Euphemisms abound: Yuval talks of “preparing a workspace” and “opening up streets” as the camera focuses in on piles of rubble or houses left naked by missing walls. Around 200 apartments were demolished and another 300 made uninhabitable.

Hassan knows when to push his interviewees, when to flit uneasily using DV, and when to let silence reign. As a young mother returns to her home a few days after the soldiers have left, Hassan simply lets the camera slowly pan the smashed possessions, settling on her still, stony face, squashed with emotion. Speaking to the soldier in the cinema, he pauses the tape and gently, in Hebrew, pushes him to question his role. “If you want to fight the Israelis, then it’s necessary to portray them as human beings,” Hassan told Bidoun.

“The Palestinians in Jenin were talked about as being heroic for the first 15 days, then as a massacre,” the director continued. “This didn’t make sense. At the end of the day it was simply resistance. A minor part of resistance is military, the rest is human, and this spirit of resistance, of people protecting their dreams, defeated the Israelis — they left in a spirit of defeat.”

— Given task 1 —
Arrange the entries below as a numbered list, leaving out blank lines. Include only the stretch from the line that contains "Practice step: indicate the broom" through the last entry.

Entries from a point annotation set:
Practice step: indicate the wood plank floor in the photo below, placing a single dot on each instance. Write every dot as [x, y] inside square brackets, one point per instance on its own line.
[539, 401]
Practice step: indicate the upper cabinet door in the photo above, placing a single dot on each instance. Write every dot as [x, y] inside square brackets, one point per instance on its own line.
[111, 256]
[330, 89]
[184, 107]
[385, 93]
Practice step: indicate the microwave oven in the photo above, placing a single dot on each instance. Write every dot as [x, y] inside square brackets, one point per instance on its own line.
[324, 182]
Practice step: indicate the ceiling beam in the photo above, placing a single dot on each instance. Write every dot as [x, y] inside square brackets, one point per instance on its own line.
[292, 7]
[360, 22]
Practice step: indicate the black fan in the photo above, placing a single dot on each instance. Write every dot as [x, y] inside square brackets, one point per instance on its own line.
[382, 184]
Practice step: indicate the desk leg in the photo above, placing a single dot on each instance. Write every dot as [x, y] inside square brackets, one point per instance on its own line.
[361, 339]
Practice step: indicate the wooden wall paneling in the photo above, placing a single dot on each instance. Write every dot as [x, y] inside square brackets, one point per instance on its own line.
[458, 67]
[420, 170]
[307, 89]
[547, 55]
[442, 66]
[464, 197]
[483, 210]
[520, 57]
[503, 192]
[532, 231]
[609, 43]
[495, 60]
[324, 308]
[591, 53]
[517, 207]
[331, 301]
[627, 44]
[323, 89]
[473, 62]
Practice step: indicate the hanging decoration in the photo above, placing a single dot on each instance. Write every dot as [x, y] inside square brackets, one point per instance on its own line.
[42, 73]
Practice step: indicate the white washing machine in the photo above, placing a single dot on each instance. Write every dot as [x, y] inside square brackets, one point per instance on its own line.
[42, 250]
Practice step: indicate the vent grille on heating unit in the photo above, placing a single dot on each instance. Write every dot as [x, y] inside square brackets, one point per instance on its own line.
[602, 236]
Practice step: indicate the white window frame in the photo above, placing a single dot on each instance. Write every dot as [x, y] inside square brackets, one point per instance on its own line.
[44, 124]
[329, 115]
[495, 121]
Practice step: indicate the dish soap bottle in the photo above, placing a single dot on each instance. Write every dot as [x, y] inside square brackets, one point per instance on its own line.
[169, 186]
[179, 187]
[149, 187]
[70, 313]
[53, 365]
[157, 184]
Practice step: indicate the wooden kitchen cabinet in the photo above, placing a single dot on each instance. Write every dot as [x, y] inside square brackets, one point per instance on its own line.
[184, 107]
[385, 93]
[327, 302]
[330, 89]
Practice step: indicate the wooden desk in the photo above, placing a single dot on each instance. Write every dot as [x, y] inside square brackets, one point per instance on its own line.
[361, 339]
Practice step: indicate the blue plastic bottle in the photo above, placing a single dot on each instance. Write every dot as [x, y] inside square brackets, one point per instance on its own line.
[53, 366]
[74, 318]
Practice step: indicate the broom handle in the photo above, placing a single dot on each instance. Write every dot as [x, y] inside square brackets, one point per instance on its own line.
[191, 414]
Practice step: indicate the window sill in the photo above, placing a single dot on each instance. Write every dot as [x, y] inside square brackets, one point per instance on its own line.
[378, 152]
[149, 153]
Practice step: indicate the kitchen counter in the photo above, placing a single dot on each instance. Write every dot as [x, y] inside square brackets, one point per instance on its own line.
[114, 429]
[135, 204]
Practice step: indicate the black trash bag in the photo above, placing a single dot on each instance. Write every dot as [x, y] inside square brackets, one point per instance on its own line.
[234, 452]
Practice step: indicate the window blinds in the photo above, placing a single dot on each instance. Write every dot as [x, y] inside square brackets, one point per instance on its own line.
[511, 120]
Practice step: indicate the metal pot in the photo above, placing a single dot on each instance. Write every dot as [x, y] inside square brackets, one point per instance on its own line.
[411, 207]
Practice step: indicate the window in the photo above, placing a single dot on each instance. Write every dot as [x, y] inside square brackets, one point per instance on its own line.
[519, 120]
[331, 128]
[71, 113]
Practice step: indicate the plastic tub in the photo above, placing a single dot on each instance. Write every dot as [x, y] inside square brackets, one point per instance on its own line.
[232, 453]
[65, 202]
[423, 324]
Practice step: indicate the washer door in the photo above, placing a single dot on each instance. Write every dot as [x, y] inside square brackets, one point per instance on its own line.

— Given task 2 —
According to the passage, how many apartments were demolished?

— Correct result 1 —
1. Practice step: indicate the broom handle in the photo above, placing a single dot on each instance. Write every dot as [x, y] inside square brackets, one point per instance on its own line.
2. [191, 414]
3. Practice step: indicate the window sill in the photo above, placing a single dot on each instance. Write every dot as [x, y] inside square brackets, one point per instance on its own line.
4. [378, 152]
5. [149, 153]
6. Practice step: indicate the kitchen counter in the photo above, placing a single dot on each instance. Write every dot as [x, y] inside square brackets, one point per instance on its own line.
7. [114, 429]
8. [135, 204]
9. Practice step: indicate the black trash bag in the photo above, placing a single dot on each instance. Write every dot as [x, y] inside square brackets, one point per instance on its own line.
10. [234, 452]
11. Practice step: indicate the window blinds in the photo above, placing a single dot on each instance. Write every dot as [x, y] inside square brackets, one point per instance on its own line.
12. [511, 120]
13. Practice step: indicate the metal pot in the photo above, placing a single dot on each instance. Write every dot as [x, y] inside square brackets, one point per instance on its own line.
14. [411, 207]
15. Practice step: indicate the window in the photo above, placing a single dot on each instance. Write every dot as [x, y] inside square brackets, one point per instance on its own line.
16. [519, 120]
17. [331, 128]
18. [71, 113]
19. Practice step: indicate the plastic tub in the photo above, placing a single dot on each instance. Write every dot as [x, y] inside square brackets, one point per instance on its own line.
20. [232, 453]
21. [65, 202]
22. [423, 324]
23. Practice step: indicate the washer door in the photo above, placing a single dot on each instance. Write every dot as [x, y] inside square brackets, one point per instance on its own line.

— Correct result 2 —
Around 200 apartments were demolished.